What you should do:
Collect every line in the rows below that contains the word "cloud", and copy each of those lines in full.

Supplied entries:

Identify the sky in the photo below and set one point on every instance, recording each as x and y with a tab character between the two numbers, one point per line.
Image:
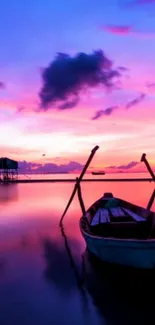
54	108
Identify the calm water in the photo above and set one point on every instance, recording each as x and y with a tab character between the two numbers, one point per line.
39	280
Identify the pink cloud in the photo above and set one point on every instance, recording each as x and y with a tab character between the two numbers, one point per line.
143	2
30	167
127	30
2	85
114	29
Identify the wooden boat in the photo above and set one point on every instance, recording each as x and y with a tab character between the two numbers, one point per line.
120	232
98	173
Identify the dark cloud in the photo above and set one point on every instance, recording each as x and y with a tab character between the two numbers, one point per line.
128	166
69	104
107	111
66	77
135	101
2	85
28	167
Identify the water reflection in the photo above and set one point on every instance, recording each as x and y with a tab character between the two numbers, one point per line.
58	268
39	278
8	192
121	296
* * *
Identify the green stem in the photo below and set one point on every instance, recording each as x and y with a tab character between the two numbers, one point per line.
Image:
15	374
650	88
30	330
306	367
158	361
--
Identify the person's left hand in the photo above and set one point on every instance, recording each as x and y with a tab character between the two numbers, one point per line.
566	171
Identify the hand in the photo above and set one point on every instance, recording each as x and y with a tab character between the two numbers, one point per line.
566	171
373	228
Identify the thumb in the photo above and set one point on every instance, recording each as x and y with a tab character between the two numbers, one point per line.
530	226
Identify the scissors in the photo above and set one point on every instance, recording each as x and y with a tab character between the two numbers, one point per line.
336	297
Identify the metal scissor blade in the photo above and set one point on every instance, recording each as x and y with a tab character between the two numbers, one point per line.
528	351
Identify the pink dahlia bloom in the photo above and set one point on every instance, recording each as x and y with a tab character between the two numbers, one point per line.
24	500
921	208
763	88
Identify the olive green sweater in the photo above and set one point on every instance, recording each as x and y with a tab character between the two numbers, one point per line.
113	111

Final result:
Identify the pink cloud in the photo above and set one point on every instance, recording each as x and y with a tab character between the two numbers, one point per line.
Identify the dark cloud in the photo above and set one point on every instance, recording each as x and y with a tab character between the two numbers, one point per line.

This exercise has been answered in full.